▶ **Problem to work on**:
All lines in the data bearing the string "baseboard" should be identified and copied.

▶ **Listed records**:
Start of Block
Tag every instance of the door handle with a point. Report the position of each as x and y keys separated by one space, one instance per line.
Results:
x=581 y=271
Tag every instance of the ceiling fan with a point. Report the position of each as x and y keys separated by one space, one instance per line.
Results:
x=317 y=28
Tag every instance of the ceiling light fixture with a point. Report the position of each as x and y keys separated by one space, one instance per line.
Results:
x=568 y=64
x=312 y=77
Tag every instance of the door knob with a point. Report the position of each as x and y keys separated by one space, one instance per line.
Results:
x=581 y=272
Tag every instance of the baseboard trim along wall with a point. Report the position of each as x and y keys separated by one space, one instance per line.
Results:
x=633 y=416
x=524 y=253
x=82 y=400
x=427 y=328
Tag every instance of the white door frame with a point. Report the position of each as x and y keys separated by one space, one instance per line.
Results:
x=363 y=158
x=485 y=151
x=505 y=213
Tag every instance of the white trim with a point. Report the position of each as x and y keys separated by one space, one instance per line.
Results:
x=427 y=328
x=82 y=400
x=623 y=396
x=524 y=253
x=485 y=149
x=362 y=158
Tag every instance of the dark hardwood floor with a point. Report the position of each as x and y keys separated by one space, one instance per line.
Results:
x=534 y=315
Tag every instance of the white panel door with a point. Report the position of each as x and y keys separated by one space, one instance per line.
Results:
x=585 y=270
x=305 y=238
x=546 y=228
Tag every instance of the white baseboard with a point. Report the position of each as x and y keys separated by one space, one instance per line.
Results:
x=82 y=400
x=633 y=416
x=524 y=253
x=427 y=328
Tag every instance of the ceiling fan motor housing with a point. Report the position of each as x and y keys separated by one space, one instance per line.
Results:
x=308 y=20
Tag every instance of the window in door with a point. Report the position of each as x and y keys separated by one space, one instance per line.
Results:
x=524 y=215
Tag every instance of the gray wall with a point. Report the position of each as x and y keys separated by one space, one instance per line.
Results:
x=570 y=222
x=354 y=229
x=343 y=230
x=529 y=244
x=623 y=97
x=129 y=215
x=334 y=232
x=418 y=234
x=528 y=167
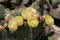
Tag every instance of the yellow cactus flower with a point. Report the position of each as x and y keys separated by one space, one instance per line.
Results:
x=19 y=20
x=32 y=22
x=28 y=12
x=49 y=20
x=12 y=25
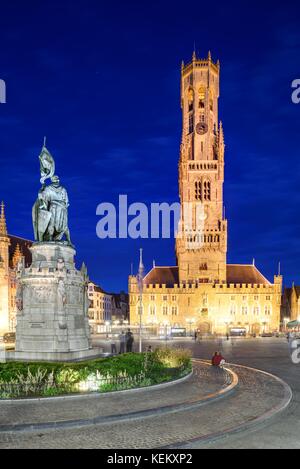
End of Block
▶ **Exercise output**:
Tag every instance of the baseboard trim along wall with a point. Report the position of each as x and y keys separated by one space, one instance per line.
Tag every instance of the white baseboard with a point. Report the position of each as x and y keys separated by one space, one instance per line.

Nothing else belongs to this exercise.